GIVEN RECORDS →
◇ ◇ ◇ ◇ ◇ ◇ ◇
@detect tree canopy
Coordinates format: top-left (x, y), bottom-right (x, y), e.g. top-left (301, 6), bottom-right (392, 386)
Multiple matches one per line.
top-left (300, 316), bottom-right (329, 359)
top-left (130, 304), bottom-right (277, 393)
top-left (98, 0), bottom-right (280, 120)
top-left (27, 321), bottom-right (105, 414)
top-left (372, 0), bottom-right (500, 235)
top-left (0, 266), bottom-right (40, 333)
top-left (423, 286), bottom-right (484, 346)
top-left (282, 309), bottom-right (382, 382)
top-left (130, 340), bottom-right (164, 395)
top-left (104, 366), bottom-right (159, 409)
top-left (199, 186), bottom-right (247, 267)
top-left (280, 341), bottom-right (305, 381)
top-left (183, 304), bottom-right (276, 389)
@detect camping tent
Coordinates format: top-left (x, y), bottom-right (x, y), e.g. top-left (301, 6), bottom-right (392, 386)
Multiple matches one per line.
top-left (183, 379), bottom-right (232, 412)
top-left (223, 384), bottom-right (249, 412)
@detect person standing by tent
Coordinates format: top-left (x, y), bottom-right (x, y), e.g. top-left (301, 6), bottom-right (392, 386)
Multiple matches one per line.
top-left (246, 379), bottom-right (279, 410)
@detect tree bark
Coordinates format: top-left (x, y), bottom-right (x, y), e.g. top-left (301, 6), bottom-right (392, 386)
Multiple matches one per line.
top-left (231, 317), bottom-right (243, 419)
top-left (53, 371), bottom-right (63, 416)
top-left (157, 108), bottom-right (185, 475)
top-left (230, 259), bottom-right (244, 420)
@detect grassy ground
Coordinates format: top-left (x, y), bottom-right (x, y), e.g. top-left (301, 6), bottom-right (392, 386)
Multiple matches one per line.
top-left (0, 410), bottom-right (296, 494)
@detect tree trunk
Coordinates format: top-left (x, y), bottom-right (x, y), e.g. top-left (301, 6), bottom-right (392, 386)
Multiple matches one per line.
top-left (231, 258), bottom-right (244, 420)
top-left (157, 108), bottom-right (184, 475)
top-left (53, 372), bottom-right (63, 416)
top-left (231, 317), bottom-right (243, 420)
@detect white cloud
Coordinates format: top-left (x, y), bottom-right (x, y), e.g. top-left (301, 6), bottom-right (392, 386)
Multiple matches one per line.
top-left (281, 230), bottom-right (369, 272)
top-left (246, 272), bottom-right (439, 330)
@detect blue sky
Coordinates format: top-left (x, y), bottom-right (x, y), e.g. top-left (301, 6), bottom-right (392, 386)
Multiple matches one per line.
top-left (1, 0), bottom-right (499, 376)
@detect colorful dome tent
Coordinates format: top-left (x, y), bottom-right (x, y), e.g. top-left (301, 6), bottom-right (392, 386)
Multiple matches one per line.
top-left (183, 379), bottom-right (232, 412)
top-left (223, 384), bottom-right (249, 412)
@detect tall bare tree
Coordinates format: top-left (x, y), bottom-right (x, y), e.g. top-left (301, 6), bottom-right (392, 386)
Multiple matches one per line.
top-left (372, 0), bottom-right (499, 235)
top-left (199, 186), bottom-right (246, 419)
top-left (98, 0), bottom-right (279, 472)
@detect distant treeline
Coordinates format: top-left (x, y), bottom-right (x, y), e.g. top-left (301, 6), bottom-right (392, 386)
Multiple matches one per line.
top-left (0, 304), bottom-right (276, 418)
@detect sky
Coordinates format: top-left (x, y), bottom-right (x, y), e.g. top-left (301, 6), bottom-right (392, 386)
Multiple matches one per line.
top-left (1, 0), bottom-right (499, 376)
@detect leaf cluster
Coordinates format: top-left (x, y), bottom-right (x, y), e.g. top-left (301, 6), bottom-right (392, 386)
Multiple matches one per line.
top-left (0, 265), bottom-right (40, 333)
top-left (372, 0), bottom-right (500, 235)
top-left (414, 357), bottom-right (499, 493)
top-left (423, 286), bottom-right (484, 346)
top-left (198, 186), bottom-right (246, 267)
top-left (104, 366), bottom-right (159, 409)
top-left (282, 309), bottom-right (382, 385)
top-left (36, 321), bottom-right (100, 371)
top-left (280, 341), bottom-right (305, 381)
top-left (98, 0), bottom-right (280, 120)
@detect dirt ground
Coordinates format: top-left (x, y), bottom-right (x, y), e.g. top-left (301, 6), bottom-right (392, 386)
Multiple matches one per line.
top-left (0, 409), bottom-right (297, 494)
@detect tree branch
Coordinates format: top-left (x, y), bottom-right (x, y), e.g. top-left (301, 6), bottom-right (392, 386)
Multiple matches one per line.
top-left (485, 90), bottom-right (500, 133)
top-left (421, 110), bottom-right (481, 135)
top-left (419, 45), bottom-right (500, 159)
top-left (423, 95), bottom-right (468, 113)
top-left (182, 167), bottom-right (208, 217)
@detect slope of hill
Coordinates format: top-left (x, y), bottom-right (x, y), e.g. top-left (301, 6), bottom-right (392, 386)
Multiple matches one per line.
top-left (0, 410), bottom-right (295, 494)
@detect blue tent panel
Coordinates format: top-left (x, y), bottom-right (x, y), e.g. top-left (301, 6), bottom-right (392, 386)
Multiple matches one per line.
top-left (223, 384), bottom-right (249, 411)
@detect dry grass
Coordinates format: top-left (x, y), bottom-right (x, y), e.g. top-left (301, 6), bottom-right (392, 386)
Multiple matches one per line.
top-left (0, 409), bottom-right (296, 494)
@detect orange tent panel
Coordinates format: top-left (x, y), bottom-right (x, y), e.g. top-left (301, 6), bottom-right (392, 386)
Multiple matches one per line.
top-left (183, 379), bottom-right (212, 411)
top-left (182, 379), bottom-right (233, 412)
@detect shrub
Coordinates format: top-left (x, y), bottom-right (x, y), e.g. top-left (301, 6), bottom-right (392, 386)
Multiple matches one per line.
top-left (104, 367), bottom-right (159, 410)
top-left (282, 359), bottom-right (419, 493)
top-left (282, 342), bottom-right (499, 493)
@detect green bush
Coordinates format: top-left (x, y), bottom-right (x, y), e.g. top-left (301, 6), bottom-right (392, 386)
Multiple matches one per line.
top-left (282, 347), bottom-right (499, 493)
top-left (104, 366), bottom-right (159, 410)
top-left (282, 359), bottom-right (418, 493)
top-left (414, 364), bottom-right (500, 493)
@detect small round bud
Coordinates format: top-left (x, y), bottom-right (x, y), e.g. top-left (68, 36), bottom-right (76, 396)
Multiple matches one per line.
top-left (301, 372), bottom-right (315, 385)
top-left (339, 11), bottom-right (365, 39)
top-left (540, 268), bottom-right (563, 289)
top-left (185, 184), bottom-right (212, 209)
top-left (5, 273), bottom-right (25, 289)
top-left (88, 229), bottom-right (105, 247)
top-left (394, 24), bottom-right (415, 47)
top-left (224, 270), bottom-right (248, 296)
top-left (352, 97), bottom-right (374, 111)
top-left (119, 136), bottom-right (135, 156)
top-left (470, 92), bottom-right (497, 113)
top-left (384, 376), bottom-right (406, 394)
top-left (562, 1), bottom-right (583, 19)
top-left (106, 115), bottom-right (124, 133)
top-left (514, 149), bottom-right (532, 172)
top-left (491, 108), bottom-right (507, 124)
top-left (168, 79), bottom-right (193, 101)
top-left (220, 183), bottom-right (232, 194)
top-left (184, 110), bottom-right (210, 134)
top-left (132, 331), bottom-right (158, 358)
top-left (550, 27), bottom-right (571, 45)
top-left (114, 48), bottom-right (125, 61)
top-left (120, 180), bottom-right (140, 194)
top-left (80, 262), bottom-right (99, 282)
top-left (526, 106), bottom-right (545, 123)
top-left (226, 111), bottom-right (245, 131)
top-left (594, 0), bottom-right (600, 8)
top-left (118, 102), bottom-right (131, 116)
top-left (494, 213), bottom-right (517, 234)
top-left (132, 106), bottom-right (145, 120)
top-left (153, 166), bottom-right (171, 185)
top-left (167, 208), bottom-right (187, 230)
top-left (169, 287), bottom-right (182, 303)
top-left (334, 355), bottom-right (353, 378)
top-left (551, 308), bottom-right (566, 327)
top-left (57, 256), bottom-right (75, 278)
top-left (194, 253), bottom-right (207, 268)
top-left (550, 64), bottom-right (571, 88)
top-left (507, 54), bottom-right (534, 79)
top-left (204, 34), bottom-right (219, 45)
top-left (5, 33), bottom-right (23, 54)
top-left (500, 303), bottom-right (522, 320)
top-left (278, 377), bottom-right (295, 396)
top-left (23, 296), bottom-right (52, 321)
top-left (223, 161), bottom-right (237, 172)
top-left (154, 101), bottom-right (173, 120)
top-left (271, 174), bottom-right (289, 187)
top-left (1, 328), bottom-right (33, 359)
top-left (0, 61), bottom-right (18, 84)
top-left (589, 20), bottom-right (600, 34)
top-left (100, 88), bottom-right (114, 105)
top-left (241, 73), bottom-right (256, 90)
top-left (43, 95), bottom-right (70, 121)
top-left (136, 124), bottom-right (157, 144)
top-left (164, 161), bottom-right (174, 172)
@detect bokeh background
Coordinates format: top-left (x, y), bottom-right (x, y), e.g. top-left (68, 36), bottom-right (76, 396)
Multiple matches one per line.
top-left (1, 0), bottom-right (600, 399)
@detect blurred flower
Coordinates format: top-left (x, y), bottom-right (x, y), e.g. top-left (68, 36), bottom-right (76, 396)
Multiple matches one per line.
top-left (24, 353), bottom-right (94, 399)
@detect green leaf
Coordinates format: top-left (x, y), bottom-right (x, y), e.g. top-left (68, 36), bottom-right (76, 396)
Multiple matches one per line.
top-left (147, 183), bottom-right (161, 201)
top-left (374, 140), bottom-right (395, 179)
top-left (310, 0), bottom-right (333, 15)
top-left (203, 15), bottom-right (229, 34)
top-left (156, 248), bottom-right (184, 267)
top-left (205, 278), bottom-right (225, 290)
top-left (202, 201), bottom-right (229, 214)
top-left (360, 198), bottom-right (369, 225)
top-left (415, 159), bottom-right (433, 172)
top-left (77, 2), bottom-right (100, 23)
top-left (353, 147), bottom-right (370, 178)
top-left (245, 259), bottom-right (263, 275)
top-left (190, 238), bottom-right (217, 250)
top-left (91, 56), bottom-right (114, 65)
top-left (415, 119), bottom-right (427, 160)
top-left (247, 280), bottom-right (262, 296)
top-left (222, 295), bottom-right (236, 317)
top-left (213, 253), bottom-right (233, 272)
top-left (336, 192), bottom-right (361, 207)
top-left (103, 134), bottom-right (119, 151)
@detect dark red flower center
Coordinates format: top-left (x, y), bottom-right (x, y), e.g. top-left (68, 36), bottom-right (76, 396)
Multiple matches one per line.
◇ ◇ ◇ ◇ ◇ ◇ ◇
Using the material above, report each line where "blue" occurs.

@detect blue sky
@detect blue tent panel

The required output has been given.